What to work on:
How many lines in the rows below contain the word "white"? Reply with the number alone.

Object position labeling rows:
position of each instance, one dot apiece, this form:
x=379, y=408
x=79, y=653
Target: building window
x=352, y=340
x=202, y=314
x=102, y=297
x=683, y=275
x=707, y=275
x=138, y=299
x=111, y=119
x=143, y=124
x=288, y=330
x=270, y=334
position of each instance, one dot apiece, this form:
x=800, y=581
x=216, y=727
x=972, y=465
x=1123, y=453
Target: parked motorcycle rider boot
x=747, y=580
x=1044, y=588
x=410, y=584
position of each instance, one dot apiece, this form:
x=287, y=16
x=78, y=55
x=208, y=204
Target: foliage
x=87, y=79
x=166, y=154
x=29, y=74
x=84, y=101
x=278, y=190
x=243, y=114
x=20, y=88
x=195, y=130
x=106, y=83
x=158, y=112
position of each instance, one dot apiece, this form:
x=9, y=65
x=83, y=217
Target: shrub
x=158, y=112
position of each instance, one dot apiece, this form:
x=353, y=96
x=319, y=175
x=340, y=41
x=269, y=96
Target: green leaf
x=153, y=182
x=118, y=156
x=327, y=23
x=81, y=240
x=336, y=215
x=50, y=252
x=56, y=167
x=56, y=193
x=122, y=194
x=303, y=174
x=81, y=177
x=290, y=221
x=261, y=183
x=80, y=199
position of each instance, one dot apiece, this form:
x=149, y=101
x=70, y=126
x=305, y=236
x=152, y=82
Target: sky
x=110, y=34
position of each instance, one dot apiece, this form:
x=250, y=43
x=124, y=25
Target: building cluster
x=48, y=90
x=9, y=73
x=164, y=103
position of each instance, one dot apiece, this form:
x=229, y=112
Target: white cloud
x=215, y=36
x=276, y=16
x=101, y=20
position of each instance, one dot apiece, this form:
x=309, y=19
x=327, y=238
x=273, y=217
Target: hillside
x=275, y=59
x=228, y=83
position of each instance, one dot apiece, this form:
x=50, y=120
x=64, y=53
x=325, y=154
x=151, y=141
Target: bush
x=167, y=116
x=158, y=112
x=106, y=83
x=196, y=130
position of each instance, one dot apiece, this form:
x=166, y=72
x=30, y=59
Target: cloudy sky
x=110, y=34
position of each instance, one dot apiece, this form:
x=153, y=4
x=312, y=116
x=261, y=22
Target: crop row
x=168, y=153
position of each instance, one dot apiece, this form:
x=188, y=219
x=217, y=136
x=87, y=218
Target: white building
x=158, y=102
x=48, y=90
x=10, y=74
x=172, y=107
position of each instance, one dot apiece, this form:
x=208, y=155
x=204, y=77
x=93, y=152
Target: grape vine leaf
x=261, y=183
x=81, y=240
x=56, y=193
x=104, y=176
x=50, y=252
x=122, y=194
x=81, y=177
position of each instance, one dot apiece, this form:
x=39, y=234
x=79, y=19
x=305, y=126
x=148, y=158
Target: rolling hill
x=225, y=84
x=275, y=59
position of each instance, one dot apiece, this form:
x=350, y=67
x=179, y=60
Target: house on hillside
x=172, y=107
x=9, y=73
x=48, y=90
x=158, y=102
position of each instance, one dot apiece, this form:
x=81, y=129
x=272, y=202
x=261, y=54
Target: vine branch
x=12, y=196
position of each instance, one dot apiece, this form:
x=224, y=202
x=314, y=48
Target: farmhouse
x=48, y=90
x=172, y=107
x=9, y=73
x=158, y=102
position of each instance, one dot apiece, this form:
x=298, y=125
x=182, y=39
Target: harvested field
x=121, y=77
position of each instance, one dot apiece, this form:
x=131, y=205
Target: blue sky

Task answer:
2